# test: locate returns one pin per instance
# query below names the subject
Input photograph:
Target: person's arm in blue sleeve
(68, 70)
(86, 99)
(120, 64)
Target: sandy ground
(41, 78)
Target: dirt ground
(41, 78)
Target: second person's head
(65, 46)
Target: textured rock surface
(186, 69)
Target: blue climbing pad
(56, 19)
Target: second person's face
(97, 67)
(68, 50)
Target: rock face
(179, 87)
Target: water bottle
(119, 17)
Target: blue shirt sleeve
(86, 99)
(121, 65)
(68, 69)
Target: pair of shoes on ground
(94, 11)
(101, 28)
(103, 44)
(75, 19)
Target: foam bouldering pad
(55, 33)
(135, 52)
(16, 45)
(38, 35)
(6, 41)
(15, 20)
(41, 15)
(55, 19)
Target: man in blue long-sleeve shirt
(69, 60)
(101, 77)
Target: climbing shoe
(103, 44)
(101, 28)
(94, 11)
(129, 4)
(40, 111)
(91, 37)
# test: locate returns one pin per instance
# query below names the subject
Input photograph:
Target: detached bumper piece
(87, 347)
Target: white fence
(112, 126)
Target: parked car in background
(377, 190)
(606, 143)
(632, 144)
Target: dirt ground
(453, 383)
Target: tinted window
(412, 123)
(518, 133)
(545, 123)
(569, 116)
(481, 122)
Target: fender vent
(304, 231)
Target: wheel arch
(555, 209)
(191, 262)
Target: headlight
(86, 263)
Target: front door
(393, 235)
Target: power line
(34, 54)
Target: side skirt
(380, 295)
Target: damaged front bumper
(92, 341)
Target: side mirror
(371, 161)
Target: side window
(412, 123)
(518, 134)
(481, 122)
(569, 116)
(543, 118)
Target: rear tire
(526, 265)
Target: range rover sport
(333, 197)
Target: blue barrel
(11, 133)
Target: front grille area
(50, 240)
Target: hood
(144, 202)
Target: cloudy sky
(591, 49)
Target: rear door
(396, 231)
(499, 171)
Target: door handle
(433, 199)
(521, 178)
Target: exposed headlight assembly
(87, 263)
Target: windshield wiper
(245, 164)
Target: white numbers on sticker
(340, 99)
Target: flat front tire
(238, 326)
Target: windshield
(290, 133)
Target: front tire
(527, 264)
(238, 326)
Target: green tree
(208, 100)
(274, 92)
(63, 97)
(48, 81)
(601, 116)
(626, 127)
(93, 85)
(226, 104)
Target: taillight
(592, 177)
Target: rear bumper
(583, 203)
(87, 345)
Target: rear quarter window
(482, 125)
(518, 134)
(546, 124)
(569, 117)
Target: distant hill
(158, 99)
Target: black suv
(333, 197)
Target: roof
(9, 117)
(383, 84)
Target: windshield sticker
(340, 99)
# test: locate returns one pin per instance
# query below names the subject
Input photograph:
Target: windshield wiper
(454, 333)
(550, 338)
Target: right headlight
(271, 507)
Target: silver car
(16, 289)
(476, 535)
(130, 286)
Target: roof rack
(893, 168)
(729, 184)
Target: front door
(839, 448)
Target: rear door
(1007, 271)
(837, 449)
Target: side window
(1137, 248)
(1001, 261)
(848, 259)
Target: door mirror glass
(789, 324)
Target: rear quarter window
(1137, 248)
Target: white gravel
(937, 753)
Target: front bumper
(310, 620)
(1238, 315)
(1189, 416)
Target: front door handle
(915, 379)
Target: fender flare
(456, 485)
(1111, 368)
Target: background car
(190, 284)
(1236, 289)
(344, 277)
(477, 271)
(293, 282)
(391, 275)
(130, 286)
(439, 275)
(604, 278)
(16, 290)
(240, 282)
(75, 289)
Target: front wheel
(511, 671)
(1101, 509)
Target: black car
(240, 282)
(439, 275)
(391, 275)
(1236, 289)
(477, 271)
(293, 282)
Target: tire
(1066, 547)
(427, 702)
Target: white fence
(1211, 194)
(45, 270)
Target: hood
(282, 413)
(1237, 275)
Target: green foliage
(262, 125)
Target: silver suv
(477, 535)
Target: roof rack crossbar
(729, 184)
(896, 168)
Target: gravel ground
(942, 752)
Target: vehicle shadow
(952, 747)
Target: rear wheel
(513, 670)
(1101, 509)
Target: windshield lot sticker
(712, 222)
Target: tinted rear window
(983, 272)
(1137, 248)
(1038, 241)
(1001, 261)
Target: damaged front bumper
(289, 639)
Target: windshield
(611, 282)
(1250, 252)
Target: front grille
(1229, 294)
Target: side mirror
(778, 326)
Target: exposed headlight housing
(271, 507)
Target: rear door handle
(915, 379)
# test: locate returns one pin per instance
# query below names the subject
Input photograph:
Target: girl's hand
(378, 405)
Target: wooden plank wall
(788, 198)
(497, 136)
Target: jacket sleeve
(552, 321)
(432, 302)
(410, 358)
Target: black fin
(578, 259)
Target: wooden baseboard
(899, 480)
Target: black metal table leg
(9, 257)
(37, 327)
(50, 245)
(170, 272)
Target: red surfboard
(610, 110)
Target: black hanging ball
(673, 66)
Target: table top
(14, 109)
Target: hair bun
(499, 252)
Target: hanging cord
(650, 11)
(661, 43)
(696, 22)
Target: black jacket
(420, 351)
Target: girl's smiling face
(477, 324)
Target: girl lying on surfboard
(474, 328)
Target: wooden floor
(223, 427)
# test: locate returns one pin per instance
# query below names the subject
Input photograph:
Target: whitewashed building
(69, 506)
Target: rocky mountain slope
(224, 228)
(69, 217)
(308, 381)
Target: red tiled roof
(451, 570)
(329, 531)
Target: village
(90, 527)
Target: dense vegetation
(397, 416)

* * *

:: WHAT IS EXPECTED ::
Can you rewrite the material from the line with "Target: fender flare" to the line with "(1237, 275)", changing "hood" to "bonnet" and keeping everything else the same?

:: COMPLETE RESPONSE ::
Target: fender flare
(456, 485)
(1111, 368)
Target: background car
(190, 284)
(1236, 289)
(344, 277)
(477, 271)
(293, 282)
(391, 275)
(130, 286)
(439, 275)
(604, 278)
(16, 290)
(240, 282)
(75, 289)
Target: front wheel
(511, 671)
(1101, 509)
Target: black car
(240, 282)
(439, 275)
(391, 275)
(1236, 289)
(477, 271)
(293, 282)
Target: tire
(1066, 547)
(427, 702)
Target: white fence
(1211, 194)
(45, 270)
Target: bonnet
(282, 413)
(1237, 275)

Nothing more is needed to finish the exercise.